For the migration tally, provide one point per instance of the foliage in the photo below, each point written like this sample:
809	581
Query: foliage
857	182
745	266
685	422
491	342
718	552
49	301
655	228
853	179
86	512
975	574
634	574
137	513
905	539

• • • •

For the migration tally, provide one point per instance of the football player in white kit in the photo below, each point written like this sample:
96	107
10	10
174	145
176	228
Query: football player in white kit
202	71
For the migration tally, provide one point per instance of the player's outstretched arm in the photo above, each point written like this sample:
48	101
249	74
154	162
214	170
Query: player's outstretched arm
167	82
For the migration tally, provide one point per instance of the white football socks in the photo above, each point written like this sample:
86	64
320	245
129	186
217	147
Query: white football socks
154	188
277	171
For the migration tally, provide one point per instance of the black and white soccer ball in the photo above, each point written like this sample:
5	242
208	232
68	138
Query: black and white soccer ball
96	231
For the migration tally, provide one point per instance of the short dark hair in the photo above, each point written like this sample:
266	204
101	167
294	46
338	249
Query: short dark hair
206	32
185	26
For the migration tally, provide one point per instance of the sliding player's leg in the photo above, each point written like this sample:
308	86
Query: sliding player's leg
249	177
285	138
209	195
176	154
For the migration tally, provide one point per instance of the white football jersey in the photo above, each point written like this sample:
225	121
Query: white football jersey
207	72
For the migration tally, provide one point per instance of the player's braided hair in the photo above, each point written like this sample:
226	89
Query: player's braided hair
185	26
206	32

• • • •

» Exercise:
How many lines of the items above contain the string "soccer", counting only matches with the same case? Give only the number.

» Answer:
2